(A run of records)
= = = = = = =

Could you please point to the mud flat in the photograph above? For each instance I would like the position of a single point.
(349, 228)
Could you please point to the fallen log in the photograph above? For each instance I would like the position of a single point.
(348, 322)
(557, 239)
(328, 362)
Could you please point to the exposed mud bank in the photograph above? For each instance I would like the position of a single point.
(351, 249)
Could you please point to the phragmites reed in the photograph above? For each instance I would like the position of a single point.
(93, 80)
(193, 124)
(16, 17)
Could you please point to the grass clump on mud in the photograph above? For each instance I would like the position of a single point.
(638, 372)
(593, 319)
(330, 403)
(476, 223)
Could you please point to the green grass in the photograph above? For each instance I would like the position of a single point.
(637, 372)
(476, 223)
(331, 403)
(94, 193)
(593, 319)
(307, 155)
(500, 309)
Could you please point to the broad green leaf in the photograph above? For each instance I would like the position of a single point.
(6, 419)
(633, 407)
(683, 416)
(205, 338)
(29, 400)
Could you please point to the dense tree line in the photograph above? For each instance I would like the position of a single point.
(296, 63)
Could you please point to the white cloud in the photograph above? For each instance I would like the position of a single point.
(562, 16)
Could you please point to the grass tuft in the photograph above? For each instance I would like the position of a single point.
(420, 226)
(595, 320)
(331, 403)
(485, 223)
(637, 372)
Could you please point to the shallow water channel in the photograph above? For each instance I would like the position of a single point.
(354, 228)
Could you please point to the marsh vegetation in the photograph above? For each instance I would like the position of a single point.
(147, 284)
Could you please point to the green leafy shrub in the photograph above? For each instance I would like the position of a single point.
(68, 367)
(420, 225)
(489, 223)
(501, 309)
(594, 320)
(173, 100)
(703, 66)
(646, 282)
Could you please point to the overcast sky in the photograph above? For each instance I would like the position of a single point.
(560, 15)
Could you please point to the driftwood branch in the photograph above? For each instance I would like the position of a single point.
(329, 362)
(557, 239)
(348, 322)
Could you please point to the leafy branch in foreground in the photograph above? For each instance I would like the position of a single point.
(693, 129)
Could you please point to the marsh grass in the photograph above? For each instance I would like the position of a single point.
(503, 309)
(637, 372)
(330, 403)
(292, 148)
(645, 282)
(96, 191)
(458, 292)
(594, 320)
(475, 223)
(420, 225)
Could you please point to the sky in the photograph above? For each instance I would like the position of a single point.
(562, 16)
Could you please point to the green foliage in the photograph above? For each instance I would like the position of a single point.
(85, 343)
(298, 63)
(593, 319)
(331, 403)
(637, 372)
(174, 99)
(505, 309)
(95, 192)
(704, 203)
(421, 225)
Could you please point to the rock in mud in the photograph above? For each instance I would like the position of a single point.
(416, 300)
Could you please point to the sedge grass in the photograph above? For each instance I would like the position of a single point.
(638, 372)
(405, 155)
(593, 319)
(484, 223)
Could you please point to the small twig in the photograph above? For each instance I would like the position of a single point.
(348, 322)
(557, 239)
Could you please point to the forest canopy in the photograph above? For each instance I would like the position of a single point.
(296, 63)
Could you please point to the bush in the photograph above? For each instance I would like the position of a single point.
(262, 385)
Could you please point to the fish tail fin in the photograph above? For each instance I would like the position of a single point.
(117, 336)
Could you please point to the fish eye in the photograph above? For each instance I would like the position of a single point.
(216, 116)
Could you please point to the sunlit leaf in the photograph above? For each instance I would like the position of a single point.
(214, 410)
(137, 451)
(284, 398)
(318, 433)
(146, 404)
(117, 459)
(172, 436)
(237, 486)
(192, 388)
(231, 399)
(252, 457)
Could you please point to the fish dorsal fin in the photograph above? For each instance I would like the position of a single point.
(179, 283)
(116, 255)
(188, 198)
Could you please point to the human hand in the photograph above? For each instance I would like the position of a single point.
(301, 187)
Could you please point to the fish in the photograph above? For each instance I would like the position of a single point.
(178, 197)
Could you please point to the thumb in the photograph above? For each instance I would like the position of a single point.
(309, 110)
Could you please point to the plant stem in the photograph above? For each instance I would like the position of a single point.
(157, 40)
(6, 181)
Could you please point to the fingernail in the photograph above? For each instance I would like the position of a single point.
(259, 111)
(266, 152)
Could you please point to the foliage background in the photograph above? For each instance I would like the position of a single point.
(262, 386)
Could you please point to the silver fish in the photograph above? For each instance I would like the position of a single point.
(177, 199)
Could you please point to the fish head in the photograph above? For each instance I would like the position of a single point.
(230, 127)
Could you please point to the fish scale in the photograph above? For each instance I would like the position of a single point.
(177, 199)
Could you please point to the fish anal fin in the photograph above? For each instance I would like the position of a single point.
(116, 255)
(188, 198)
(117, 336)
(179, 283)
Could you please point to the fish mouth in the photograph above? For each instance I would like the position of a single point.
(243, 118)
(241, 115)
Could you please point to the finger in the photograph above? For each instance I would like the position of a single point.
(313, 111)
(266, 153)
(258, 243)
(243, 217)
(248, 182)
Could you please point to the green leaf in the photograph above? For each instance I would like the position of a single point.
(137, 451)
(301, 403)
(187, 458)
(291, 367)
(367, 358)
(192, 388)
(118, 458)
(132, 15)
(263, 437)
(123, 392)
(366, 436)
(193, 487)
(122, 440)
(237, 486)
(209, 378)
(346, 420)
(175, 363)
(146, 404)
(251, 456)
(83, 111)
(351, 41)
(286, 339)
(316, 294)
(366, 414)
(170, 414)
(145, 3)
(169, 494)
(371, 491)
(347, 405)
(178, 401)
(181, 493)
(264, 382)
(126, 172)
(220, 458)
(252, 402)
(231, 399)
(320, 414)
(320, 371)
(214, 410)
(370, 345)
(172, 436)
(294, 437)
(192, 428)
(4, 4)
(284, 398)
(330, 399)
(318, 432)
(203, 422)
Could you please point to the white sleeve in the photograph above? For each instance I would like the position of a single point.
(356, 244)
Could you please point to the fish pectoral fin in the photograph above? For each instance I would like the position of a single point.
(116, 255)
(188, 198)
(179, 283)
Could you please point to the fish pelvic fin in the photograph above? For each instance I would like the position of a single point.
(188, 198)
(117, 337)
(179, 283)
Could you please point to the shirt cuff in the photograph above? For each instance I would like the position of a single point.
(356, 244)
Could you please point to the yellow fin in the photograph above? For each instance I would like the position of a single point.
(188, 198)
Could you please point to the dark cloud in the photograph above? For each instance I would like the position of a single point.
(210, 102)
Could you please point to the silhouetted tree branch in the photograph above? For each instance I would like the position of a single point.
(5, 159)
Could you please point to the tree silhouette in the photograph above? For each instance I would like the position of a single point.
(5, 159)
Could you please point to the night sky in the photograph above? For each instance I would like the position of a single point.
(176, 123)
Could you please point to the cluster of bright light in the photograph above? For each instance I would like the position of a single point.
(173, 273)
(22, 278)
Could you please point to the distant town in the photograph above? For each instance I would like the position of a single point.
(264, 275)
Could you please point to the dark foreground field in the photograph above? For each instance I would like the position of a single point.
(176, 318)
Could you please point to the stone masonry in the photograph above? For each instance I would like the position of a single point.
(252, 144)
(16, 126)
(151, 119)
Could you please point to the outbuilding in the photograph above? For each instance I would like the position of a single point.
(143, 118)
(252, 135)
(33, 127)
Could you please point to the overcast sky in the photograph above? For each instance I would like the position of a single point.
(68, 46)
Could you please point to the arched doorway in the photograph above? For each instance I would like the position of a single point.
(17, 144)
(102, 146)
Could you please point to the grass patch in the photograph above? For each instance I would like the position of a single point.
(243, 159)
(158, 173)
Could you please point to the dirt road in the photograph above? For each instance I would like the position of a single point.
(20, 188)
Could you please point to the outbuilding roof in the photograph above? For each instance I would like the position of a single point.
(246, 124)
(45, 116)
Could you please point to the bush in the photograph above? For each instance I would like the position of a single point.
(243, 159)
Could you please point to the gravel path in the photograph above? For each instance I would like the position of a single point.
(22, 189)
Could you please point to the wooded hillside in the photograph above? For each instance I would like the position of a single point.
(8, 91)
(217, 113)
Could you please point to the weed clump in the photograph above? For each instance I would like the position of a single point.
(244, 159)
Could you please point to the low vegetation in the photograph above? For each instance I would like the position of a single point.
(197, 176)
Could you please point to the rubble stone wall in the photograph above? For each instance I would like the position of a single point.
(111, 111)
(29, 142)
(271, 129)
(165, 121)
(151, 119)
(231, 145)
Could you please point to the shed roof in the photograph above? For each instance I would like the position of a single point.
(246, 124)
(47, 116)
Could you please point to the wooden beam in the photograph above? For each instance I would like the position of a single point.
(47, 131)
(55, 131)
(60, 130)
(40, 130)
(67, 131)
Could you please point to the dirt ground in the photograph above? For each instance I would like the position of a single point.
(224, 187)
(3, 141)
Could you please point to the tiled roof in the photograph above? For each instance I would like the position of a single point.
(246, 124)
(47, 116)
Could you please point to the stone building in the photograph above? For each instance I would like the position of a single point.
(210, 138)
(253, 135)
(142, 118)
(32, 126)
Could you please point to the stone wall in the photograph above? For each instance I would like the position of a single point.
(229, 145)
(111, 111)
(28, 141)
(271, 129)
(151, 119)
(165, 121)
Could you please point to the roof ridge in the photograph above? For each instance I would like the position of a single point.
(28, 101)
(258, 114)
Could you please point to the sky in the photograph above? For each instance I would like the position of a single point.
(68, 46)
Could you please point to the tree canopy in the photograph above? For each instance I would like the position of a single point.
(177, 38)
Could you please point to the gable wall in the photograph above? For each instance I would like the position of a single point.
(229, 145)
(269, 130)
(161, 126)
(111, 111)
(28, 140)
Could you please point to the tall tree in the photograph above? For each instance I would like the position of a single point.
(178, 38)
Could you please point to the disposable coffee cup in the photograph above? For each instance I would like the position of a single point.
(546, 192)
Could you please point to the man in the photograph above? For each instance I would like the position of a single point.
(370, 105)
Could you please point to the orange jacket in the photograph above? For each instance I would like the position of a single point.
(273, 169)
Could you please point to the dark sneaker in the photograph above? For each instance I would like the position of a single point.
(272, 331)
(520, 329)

= = = = = = =

Repeat the line containing "Could you please point to the tall" and all subsequent lines through the final line of the data, exactly and with no others.

Could you please point to the tall tree in the photograph above? For each instance I would like the position of a single point.
(178, 38)
Could you please point to the disposable coffee cup in the photograph above? For each instance I would like the position of a single point.
(546, 192)
Could you please point to the man in the photograph above? For each instance I would like the position of a single point.
(370, 105)
Could you please point to the orange jacket in the photograph above? For each instance I would like the position of a single point.
(273, 169)
Could you please point to the dark sneaker in the photograph above? For each instance I would like the position of a single point.
(272, 331)
(520, 329)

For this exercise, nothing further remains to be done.